### Exercise goal
Rescale the coordinates in the listing below, from the line with "Target: shadowed rock face" up to and including the last line of the listing, by multiplying each coordinate by 0.55 and rounding to the nearest whole number, with halves rounded up. Reproduce only those lines, keeping every request line unchanged.

### Supplied material
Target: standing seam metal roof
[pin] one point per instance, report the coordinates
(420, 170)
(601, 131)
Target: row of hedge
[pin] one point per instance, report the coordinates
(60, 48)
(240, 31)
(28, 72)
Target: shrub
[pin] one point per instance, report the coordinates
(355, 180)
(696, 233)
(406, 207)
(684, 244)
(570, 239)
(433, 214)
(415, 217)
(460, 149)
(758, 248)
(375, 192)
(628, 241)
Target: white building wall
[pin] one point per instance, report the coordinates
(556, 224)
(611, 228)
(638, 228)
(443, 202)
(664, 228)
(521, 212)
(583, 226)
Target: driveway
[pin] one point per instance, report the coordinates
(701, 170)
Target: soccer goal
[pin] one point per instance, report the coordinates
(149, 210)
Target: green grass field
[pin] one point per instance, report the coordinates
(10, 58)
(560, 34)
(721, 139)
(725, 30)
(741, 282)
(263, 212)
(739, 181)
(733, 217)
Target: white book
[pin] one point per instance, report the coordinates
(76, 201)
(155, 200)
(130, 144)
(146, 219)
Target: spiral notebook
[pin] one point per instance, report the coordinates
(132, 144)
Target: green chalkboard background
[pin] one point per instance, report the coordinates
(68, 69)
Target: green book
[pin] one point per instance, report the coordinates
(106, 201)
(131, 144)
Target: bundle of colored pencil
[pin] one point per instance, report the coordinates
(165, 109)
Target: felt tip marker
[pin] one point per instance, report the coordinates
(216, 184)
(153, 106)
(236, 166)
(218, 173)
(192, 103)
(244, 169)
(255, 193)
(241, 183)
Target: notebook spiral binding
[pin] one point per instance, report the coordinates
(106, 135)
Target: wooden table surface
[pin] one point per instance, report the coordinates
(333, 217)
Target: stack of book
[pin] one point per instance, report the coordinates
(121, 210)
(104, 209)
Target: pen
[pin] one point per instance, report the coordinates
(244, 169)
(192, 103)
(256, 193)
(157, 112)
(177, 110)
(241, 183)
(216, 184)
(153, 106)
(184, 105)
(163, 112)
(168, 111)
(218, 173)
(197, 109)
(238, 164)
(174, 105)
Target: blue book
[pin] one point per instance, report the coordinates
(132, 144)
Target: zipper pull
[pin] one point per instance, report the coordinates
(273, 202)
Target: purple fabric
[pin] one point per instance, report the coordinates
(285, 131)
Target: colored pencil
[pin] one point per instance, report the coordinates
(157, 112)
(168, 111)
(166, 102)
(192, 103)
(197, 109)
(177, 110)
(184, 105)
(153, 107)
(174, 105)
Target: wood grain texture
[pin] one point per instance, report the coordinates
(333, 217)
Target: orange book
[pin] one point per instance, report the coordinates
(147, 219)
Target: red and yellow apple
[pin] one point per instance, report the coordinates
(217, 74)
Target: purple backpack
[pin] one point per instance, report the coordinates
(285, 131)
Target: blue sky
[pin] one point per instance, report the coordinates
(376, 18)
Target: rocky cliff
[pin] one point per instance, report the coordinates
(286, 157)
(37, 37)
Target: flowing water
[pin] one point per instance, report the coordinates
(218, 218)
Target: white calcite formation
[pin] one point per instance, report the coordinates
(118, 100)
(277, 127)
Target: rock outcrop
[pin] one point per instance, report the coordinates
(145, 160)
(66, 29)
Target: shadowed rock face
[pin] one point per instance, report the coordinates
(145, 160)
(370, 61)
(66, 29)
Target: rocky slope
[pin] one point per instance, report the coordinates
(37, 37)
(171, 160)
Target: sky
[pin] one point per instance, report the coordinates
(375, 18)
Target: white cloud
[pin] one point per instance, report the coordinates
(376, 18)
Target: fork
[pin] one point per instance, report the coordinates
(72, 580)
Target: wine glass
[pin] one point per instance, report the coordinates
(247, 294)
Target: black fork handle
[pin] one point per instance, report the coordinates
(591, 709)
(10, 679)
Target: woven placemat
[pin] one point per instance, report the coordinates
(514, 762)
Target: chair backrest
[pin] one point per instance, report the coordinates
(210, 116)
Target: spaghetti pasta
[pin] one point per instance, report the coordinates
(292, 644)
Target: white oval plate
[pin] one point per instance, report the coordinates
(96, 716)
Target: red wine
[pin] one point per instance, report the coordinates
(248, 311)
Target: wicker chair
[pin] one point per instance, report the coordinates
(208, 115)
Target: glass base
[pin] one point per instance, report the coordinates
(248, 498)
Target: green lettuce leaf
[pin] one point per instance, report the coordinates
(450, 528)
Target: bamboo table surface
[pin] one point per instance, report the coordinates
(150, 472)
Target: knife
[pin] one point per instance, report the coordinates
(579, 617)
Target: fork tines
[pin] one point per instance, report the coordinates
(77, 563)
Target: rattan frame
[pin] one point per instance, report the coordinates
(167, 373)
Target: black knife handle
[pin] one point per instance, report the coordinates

### Result
Target: shadowed rock face
[pin] one point per instance, report the coordinates
(80, 88)
(204, 34)
(36, 16)
Target: rocky slope
[pin] one point per instance, report the coordinates
(20, 20)
(94, 88)
Target: sky
[pin] one point per instance, report the coordinates
(206, 10)
Target: white cloud
[pin] one point per instance, report the coordinates
(207, 10)
Target: fork
[pin] one point per instance, report the coordinates
(40, 319)
Target: wine glass
[pin] one point per instance, report the coordinates
(136, 162)
Target: black fork handle
[pin] one point per instance, report the coordinates
(325, 390)
(6, 373)
Target: woven placemat
[pin] one point per instance, report the coordinates
(283, 419)
Target: chair backrest
[pin] one point per instance, report the coordinates
(116, 64)
Target: spaghetti pasta
[pin] one point per instance, report the coordinates
(161, 354)
Target: white oval plate
[pin] one point per instance, report the coordinates
(53, 394)
Target: red wine
[pin] one point per instance, report the coordinates
(136, 171)
Target: wicker chair
[pin] one point per instance, report the coordinates
(114, 63)
Target: glass base
[pin] one point per instance, report the coordinates
(136, 274)
Target: green lettuce leaf
[pin] one point per instance, report the coordinates
(248, 290)
Target: bamboo table surface
[pin] one point per instance, report the coordinates
(83, 260)
Target: knife
[pin] one point per instance, report the coordinates
(318, 339)
Target: fork tines
[pin] one point per instance, report the coordinates
(42, 310)
Target: rattan frame
[pin] one point per instance, report the coordinates
(92, 205)
Target: black knife handle
[pin] one point per instance, report the coordinates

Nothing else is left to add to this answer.